_Entries from an annotation dataset:_
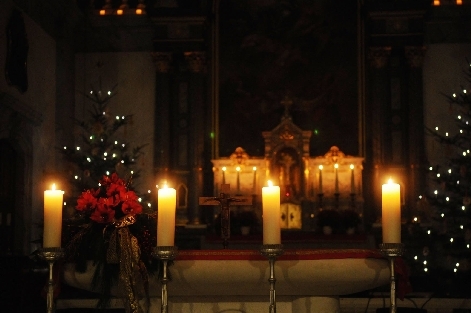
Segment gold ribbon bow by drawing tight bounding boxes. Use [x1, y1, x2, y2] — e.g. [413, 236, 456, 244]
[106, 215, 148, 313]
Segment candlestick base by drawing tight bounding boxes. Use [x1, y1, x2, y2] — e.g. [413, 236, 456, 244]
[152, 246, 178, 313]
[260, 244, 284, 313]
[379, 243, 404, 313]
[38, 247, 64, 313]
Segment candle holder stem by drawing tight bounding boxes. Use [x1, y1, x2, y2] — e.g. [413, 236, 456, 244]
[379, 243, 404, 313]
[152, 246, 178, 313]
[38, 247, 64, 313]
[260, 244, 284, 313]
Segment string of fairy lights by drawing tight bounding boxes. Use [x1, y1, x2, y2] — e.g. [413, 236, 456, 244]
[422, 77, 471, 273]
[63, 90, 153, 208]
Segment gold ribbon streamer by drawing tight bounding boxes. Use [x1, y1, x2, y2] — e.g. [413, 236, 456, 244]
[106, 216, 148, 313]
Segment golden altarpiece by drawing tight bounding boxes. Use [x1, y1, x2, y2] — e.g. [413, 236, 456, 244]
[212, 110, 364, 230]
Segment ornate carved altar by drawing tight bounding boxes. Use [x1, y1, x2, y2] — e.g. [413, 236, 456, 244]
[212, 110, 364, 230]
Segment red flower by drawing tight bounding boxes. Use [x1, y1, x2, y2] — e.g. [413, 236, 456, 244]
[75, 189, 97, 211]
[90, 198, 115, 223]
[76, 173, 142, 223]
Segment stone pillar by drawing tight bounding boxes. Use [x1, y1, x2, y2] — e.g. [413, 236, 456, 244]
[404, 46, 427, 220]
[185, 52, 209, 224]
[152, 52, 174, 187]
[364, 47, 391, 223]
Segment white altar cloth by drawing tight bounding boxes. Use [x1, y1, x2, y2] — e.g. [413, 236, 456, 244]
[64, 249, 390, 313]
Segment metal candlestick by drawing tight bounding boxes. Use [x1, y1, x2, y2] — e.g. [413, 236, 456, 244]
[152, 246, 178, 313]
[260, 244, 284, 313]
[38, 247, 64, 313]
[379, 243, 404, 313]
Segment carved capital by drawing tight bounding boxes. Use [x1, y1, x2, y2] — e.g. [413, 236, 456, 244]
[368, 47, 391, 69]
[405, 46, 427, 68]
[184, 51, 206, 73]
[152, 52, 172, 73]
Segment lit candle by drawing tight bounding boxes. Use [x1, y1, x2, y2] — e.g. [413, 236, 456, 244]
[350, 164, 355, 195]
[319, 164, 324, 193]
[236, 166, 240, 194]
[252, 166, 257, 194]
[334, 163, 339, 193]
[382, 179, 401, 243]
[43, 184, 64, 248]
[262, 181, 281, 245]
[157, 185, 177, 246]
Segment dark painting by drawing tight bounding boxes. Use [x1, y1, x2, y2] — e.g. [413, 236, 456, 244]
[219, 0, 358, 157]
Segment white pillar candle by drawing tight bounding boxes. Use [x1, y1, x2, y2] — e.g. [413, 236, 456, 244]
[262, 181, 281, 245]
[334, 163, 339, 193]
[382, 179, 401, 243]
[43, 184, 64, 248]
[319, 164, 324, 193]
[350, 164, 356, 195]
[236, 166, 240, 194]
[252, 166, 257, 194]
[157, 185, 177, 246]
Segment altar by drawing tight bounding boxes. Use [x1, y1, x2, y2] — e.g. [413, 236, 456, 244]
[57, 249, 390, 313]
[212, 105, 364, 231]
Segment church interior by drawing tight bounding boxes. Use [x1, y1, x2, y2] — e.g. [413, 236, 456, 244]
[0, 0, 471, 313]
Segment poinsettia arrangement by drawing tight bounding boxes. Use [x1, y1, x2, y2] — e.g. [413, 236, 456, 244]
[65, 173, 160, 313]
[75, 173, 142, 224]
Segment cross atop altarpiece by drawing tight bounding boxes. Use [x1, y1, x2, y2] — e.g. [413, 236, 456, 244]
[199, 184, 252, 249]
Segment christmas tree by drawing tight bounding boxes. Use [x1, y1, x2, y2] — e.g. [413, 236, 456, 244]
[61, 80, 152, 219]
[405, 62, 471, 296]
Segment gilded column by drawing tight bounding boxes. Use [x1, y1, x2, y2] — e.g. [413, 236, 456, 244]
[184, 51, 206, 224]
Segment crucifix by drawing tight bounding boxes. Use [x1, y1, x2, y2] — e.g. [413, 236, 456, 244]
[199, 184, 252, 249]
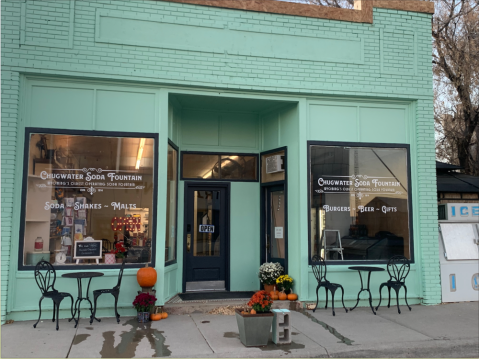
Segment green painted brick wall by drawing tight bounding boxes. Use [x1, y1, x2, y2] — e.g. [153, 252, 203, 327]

_Brief:_
Copy word for word the stretch of lines from the one containing "Segment string of" through the one containing "[76, 173, 142, 223]", including both.

_Final result:_
Segment string of fairy lights by drawing tight bounding boxes. Use [x1, y1, x2, y2] — e.g. [413, 236, 456, 244]
[422, 77, 471, 273]
[63, 90, 153, 208]
Segment gold ribbon streamer by drawing tight bounding boxes. Use [x1, y1, x2, y2] — e.g. [413, 236, 456, 244]
[106, 216, 148, 313]
Segment golden altarpiece by drawing tight bounding boxes. Use [x1, y1, x2, y2] — e.g. [413, 236, 456, 244]
[212, 110, 364, 230]
Segment ornate carved altar by drawing tight bounding boxes. Use [x1, y1, x2, y2] — e.g. [413, 236, 456, 244]
[212, 110, 364, 230]
Segment red flower by drawing tight bounding boxes. Use [x1, y1, x2, y2] — e.g. [413, 236, 456, 244]
[75, 189, 97, 211]
[90, 198, 115, 223]
[76, 173, 142, 223]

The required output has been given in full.